● Required work
(a) Write out the passage of the mosaic theory op-ed that begins at the words "By way of background: Carpenter, you" and ends after "site location information.".
(b) Answer these questions from the mosaic theory op-ed, one per line:
(i) Who has often asked why nobody is defending the mosaic theory?
(ii) Which cell service provider is named as an example?
(iii) What kind of crime series is used to show how the location data can be used in an investigation?
(c) Proceed with the mosaic theory op-ed, picking up after its final sentence.

● Text segment
# # # # #
Op-Eds

In defense of the mosaic theory

by Paul Rosenzweig

Nov 29, 2017

issues: Data Policy, Open Government, Technology and Innovation

originally published in Lawfare

As the Supreme Court begins its formal consideration of the Carpenter case, it seems useful to me to finally take up the challenge that my friend, Orin Kerr, has often laid down — he asks why nobody is defending the mosaic theory? So let me do it in this (rather lengthy) post. By way of short introduction the “mosaic theory” is the idea that large scale or long-term collections of data reveal details about individuals in ways that are qualitatively different from single instances of observation and the related idea that as a consequence Fourth Amendment law should take account of that fact through a warrant requirement for “big data” collection. Orin thinks theory is flawed. I agree — but it is better than the alternatives. In this post I hope to explain why.

By way of background: Carpenter, you will recall, involves warrantless government access to historical cell site location data. Cell site location data, as the name implies is a set of locational information collected by your cell service provider as part of the business of providing you with cell service. As you sit in your office today, with your phone on, the phone is checking in with nearby cell towers to announce its presence — that’s how the system knows where to route calls to you if you are roaming and it is an essential feature of providing phone service to you. Your service provider (say Verizon) can, and often does, retain those locational records for a period of time. And thus, it is feasible to track your movements, on a broad scale by collecting your history of cell site location information.

As a result, as in the case of Carpenter, the same data can be used in an investigative manner. If, as with Carpenter, we have a series of robberies, law enforcement can “dump” the historical cell site location data from the cell towers nearest the various robbery sites and then cross check them against each other. If, say, a single phone is geolocated near all of the robberies that, as we say in the business, is a clue 🙂 and it certainly gives the authorities good reason (and even probable cause) to go and investigate that individual further. S/he is either the victim of a very unfortunate coincidence or, quite possibly, a participant in the string of robberies.
# # # # #
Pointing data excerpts

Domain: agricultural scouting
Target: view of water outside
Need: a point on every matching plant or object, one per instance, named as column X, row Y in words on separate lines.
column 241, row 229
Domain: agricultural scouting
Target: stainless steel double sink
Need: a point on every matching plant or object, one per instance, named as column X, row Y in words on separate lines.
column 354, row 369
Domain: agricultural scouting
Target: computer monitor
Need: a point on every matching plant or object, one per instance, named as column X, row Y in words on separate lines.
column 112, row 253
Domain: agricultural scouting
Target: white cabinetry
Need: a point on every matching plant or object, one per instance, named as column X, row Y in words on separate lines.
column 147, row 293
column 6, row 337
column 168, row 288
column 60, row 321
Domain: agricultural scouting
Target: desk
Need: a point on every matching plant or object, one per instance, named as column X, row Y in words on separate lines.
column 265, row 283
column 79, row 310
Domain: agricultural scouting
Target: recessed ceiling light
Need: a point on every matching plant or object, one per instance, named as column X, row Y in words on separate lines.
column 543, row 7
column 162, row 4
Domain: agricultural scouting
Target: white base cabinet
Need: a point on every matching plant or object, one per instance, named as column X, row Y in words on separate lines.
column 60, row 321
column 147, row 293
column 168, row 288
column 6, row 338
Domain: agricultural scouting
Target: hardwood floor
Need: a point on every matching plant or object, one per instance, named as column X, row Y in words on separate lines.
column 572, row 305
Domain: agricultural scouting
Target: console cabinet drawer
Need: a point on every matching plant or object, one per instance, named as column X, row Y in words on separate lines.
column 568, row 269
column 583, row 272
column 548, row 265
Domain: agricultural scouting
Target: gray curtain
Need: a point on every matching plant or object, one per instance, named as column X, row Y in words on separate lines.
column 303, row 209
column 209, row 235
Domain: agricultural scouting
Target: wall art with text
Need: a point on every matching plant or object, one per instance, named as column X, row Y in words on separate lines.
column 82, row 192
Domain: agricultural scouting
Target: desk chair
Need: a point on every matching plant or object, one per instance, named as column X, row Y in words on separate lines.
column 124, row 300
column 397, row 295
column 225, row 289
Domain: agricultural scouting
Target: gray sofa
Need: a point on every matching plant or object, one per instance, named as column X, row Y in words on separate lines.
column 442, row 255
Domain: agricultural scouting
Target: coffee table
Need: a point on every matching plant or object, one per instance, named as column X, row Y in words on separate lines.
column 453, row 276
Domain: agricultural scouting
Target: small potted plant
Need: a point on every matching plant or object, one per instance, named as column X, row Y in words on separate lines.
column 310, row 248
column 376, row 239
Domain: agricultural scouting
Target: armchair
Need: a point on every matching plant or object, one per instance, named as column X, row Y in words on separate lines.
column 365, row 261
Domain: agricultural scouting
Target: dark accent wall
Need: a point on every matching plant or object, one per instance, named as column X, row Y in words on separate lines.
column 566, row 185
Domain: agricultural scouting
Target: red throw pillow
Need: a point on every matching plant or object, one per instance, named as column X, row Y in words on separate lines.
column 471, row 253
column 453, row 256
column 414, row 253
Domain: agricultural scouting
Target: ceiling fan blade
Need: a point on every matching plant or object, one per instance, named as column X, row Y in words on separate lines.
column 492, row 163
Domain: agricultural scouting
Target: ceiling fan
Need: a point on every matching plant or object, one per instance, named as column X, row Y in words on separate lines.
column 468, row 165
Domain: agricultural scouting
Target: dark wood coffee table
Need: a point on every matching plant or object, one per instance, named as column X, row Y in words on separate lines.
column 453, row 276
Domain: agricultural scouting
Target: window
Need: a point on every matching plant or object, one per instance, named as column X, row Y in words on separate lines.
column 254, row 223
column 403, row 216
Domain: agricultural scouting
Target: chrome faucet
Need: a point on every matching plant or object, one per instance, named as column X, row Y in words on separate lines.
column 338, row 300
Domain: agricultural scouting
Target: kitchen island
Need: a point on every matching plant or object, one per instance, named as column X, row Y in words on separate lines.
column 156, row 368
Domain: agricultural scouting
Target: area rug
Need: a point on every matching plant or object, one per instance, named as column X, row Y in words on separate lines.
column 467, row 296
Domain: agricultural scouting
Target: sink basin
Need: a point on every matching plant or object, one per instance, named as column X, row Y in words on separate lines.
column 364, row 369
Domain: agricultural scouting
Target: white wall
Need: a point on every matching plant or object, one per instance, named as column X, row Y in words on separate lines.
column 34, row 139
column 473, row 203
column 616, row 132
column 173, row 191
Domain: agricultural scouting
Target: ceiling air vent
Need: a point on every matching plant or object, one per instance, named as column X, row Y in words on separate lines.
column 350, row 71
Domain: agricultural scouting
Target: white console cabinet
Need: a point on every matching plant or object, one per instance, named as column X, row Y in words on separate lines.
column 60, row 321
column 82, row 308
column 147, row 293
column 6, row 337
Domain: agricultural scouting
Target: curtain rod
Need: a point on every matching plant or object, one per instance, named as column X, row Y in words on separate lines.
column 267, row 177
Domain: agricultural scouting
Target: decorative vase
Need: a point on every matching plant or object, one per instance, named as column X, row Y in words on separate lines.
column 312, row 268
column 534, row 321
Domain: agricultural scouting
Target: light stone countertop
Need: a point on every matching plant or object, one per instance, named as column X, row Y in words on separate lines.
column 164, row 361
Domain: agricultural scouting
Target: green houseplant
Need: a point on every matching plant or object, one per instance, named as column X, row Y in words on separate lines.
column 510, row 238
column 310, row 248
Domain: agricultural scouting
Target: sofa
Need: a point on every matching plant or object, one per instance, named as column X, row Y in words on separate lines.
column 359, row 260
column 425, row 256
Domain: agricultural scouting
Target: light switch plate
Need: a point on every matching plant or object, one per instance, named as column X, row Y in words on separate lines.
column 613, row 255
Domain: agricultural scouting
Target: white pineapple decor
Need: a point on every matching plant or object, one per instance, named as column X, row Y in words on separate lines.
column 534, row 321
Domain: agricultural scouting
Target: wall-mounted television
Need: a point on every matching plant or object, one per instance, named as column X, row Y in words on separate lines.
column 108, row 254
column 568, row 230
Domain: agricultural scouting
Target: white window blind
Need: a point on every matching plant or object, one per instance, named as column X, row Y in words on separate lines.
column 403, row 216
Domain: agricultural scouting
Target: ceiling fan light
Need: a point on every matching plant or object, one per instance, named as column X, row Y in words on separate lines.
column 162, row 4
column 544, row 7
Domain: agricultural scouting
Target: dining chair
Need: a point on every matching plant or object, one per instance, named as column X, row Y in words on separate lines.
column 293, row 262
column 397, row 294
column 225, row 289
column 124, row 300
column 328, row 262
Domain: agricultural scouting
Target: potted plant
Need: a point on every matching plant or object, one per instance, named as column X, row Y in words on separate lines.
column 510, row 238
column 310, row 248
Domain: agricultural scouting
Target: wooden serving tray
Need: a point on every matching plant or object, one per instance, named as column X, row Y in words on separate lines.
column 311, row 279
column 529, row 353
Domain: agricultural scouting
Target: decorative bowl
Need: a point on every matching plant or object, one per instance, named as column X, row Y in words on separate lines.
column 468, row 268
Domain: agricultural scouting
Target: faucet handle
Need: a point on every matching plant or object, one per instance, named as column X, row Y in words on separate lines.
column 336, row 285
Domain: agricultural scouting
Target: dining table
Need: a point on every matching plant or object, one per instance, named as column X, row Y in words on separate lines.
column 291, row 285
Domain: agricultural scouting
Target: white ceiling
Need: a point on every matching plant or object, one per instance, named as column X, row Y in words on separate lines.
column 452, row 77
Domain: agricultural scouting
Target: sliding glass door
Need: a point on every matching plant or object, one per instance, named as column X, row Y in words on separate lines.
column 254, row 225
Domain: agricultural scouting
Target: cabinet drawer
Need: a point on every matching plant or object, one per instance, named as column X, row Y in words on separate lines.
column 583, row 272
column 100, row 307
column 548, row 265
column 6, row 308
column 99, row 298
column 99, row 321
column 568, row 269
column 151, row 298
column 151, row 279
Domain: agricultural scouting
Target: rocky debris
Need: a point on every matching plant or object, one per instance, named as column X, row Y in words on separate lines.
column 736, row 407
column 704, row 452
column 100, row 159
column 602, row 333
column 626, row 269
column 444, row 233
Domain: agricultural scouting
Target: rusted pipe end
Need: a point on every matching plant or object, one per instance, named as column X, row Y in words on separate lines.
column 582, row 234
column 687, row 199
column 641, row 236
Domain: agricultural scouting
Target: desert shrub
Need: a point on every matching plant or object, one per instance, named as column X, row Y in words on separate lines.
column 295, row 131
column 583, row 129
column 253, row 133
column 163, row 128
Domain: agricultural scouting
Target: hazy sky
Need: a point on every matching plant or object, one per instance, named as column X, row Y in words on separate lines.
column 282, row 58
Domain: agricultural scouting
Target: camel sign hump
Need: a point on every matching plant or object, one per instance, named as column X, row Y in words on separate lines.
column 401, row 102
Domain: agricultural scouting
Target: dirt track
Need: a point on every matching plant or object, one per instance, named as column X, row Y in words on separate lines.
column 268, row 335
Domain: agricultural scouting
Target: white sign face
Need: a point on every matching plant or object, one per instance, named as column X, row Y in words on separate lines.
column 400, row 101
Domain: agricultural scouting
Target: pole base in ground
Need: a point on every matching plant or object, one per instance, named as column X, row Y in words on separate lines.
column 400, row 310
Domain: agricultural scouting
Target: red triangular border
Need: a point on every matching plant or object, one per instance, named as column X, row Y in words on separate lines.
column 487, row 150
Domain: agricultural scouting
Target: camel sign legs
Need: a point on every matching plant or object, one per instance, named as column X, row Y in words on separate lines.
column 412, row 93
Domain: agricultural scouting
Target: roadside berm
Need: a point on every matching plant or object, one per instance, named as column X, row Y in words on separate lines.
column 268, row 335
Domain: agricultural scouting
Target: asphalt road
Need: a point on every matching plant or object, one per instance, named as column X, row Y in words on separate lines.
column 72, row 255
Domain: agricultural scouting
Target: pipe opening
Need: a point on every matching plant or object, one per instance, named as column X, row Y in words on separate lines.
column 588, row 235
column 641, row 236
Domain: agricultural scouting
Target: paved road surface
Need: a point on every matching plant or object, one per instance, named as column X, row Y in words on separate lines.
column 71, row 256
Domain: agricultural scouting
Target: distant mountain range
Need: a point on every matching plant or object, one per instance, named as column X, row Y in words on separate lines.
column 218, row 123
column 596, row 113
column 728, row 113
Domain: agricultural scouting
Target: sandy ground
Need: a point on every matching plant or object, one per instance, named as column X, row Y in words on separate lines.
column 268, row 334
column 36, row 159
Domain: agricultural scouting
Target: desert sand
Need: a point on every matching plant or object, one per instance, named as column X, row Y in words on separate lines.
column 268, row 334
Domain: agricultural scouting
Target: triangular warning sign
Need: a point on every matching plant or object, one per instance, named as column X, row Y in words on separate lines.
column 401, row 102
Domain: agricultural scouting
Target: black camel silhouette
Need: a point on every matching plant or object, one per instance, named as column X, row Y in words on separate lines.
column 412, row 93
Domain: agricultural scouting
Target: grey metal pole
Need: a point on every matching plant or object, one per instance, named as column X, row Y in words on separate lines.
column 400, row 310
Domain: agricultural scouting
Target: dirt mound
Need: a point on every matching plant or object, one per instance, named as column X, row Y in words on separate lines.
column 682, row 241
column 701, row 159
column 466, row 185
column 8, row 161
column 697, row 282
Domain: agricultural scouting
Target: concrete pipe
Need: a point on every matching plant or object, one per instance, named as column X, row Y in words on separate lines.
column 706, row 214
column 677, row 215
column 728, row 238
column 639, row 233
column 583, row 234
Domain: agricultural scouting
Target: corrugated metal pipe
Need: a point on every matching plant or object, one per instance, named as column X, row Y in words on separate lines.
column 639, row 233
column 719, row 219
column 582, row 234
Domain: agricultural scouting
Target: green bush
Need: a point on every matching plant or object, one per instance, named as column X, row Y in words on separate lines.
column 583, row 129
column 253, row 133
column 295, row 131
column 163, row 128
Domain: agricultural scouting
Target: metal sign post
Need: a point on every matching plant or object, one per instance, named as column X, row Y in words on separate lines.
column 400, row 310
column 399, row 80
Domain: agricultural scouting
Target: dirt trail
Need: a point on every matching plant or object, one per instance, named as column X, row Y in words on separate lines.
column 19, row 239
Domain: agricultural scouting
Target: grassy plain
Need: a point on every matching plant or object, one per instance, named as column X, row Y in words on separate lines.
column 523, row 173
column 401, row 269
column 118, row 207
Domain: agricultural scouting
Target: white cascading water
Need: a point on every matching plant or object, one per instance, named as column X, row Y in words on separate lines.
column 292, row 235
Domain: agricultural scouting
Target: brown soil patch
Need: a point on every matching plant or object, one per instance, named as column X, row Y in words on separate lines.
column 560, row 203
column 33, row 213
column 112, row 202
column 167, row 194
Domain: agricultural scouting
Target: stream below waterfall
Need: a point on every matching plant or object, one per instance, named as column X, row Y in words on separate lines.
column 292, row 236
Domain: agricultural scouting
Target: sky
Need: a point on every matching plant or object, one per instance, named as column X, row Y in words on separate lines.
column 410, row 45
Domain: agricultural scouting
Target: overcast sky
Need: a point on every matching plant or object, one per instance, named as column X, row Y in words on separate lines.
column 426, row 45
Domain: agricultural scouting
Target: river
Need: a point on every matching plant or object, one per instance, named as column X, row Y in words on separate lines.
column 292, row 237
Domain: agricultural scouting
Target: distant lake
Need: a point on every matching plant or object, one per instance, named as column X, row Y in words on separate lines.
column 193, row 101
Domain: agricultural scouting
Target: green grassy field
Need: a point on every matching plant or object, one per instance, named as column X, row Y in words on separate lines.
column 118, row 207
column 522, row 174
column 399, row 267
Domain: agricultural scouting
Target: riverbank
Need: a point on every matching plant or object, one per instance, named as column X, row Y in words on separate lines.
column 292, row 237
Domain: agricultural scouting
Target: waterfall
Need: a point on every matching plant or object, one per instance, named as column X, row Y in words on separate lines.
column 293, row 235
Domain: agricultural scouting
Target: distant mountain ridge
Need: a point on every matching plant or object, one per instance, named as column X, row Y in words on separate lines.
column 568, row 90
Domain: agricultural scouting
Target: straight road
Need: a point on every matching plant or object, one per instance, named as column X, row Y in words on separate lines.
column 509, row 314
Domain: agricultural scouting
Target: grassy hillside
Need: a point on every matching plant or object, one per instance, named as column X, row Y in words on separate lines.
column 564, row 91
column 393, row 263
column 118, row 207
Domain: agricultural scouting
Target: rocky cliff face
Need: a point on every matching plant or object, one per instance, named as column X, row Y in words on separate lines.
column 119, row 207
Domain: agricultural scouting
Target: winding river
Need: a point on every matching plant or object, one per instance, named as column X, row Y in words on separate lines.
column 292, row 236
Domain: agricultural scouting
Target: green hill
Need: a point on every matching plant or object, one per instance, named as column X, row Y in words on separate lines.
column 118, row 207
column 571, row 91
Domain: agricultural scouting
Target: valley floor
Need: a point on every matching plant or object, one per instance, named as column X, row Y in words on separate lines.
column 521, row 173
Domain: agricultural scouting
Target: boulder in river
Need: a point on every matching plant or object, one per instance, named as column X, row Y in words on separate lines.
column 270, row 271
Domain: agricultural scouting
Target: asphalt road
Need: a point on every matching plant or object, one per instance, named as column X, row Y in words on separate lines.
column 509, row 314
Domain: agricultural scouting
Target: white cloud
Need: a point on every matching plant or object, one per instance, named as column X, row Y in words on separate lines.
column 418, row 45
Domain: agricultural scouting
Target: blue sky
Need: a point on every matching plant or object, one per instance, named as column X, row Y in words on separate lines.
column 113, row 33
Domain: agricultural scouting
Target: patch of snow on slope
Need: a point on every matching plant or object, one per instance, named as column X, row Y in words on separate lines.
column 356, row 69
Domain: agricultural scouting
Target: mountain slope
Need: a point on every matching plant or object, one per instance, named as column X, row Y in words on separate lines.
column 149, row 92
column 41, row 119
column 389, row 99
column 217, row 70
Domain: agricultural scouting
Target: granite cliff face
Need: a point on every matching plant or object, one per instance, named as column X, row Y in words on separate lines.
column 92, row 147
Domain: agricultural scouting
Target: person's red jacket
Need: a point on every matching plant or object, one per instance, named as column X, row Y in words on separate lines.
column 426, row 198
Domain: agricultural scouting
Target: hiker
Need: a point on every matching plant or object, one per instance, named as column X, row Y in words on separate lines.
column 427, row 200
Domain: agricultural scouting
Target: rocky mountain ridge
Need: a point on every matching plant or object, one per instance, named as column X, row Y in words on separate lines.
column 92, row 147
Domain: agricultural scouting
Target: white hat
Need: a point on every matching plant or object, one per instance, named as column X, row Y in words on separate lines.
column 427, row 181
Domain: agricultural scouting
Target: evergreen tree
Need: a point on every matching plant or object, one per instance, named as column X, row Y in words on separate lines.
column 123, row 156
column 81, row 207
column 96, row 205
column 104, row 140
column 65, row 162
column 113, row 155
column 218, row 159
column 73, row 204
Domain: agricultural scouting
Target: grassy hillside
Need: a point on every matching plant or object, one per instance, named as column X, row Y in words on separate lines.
# # # # #
● Per-task outputs
(a)
By way of background: Carpenter, you will recall, involves warrantless government access to historical cell site location data. Cell site location data, as the name implies is a set of locational information collected by your cell service provider as part of the business of providing you with cell service. As you sit in your office today, with your phone on, the phone is checking in with nearby cell towers to announce its presence — that’s how the system knows where to route calls to you if you are roaming and it is an essential feature of providing phone service to you. Your service provider (say Verizon) can, and often does, retain those locational records for a period of time. And thus, it is feasible to track your movements, on a broad scale by collecting your history of cell site location information.

(b)
(i) Orin Kerr
(ii) Verizon
(iii) A series of robberies

(c)
That, of course, is exactly what happened to Carpenter. His phone was near a bunch of robberies and, as a result of learning that, the investigation focused on him, leading to his eventual conviction. And so the question now presented is what, if any, predication the government needed to get the “dump” of data. Current law, and the courts below, said that a simple subpoena was sufficient — and that is all the government got in this case. Carpenter, and his supporters say that the intrusion on the public is so severe that a warrant should be required. [Note, of course, that the dumps were a means of finding probable cause and antecedent to it. Requiring a probable cause showing as a prelude to cell tower dumps would greatly limit their use.]

Supporters of the government’s view have a simple analysis of the issue — under the long-standing doctrine known as the “third party” doctrine, consumers do not have any privacy interest in information they voluntarily disclose to third parties and those third parties are under no obligation (at least constitutionally) to maintain the privacy of information they receive from consumers. Because (as this argument goes) Carpenter voluntarily gave his geolocation information to his cell service provider, he has no right to say that a warrant is needed before that provider gives it to the government. [Let’s put aside for now one aspect of this case — whether it is really fair to say that Carpenter acted “voluntarily” in giving up his cell location data. For purposes of this case, everyone pretty much assumes that Carpenter can’t really argue to the contrary since, “of course,” he could have not used a phone at all.] Some of Carpenter’s supporters think about revisiting the third-party doctrine — they say it isn’t realistic in a world where it is impossible to function without sharing private information with service providers. Digital reality, they say, ends the validity of the third party doctrine.

Even assuming the applicability of the third party doctrine, some supporters of Carpenter have a different argument. They say that collecting information in small quantities is OK, but that large scale bulk data collections (like the “dumps” at issue in Carpenter) are different and should be subject to a warrant requirement. This is the so-called “mosaic theory” (see … we got here eventually!), named after the idea that a single piece of tile in a mosaic is just a single tile with a single color, that tells you nothing. But if you collect enough tiles, put them in a pattern, and step back, you can see a beautiful Roman mosaic. In much the same way a pointillist painting by Seurat is just a collection of individual dabs of paint — but taken collectively they become a beautiful landscape.

The fundamental idea here is that aggregations of data create information beyond their individual value. 1+1+1 equals 17, not just 3. In the context of geolocation tracking, if I collect information on only a single trip, I know you went from point A to point B — but nothing more, really (unless I have external information to cross reference). But if I collect a month’s worth of trips (or six months) then I can readily discern where your home is; where your office is and so on. I can identify your drug stash house — but also where your Alcoholics Anonymous meeting is held. The mosaic theory (that I am defending) is simply the idea that large scale and long-term aggregations of data are different in kind from single events (or small-scale ones) and that a warrant should be required for larger data collections.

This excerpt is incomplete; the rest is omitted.